* _PROBLEM STATEMENT_:
How many lines of the data that follows contain the string "below", with case counting? Reply with the number only.
----------------
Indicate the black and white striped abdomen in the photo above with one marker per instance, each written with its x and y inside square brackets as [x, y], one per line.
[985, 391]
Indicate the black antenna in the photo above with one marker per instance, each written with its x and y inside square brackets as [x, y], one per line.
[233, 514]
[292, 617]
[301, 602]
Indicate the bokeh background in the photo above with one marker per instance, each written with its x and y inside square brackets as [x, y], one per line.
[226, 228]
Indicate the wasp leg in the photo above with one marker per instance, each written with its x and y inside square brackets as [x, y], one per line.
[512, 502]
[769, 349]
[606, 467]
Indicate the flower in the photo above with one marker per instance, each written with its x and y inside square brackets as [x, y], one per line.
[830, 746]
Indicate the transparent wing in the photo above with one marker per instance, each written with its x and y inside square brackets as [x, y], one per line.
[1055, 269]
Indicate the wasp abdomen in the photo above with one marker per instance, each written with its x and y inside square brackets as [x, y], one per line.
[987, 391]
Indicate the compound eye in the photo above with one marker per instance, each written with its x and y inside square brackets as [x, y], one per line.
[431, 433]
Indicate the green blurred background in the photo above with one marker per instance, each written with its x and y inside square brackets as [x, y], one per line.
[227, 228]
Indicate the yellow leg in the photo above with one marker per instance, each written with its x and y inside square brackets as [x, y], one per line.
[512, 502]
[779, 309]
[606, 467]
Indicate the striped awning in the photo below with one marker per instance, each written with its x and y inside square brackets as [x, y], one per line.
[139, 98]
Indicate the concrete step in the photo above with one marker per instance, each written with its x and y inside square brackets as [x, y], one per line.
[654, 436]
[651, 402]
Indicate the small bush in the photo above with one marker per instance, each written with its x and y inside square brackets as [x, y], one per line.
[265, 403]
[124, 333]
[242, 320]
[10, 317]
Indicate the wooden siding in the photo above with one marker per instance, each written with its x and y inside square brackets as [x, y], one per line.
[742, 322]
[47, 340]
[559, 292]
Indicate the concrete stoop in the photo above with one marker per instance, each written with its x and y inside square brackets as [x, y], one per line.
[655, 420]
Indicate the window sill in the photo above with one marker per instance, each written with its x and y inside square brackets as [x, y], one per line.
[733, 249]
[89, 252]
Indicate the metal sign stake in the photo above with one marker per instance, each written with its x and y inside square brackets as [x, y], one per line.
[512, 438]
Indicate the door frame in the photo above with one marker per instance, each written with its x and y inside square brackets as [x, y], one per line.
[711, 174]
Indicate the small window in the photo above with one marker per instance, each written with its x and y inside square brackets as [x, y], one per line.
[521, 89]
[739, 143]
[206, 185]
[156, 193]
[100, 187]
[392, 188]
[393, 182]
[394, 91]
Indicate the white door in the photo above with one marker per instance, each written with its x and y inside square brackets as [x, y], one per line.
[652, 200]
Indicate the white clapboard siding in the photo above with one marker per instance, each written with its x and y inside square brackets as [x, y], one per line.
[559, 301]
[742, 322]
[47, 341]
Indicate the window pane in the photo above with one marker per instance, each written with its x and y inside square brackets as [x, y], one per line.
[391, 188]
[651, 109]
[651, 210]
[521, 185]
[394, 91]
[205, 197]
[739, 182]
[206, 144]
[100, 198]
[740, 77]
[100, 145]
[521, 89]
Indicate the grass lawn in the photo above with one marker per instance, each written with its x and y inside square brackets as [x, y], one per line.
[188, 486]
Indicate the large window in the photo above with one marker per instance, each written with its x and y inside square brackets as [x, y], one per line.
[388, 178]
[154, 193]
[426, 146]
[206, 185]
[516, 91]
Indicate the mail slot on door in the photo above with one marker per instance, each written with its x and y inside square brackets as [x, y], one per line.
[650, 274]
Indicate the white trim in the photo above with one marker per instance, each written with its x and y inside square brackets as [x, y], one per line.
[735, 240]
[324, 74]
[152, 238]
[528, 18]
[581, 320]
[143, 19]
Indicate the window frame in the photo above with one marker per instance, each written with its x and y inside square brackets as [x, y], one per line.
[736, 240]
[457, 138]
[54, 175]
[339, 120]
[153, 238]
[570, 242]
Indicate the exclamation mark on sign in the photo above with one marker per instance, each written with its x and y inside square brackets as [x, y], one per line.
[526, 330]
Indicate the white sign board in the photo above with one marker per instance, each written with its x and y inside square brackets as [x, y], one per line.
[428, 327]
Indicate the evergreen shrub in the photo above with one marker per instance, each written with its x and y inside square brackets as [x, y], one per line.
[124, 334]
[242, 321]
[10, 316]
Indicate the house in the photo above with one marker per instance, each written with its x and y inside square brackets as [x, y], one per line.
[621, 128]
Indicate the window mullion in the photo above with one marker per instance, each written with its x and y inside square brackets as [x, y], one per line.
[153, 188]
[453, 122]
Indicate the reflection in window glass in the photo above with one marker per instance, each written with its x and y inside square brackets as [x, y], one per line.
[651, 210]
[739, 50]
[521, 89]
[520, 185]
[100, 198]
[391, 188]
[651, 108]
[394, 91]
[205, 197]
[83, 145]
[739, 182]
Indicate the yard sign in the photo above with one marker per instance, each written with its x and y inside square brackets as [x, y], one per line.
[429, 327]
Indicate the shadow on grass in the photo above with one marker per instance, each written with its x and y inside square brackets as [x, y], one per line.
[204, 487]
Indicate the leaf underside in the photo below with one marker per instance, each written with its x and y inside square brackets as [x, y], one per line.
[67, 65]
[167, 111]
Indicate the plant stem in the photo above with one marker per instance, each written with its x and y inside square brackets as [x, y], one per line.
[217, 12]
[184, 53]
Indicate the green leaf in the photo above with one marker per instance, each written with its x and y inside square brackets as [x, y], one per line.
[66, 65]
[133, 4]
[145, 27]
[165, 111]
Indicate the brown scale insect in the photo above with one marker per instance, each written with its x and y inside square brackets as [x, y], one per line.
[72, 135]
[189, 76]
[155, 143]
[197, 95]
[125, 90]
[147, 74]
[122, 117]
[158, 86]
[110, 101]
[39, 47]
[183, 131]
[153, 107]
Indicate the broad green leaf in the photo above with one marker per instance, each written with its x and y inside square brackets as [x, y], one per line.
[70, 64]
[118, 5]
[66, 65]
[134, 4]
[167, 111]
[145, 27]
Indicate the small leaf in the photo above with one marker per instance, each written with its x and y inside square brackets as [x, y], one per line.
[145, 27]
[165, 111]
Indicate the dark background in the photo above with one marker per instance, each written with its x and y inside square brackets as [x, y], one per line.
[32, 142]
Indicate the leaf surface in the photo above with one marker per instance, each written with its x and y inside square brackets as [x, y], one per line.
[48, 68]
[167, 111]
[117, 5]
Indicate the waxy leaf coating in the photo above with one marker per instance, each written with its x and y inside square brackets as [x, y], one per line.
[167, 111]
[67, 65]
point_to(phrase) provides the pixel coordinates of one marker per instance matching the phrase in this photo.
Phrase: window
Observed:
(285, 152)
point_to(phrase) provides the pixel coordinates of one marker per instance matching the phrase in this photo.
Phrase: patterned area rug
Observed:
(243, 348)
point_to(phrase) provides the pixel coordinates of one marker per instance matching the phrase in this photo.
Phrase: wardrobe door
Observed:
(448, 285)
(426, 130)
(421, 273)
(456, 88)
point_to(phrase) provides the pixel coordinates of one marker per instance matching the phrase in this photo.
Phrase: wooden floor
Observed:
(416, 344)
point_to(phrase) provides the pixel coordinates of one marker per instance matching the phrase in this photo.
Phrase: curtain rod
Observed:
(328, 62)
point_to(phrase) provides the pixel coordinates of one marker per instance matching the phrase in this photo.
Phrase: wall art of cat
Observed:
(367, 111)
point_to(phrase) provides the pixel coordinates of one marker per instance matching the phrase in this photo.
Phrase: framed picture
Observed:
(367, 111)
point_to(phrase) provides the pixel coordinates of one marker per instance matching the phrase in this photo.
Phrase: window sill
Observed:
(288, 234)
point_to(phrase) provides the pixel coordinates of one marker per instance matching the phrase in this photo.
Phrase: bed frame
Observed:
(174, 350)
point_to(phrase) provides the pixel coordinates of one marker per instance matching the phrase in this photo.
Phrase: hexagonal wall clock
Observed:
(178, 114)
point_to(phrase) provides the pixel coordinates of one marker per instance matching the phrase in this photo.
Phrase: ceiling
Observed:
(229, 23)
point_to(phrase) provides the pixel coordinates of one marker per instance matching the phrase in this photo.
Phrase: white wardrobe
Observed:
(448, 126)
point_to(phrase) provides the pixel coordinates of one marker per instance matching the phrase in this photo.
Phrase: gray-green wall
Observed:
----------------
* _EXERCISE RESULT_:
2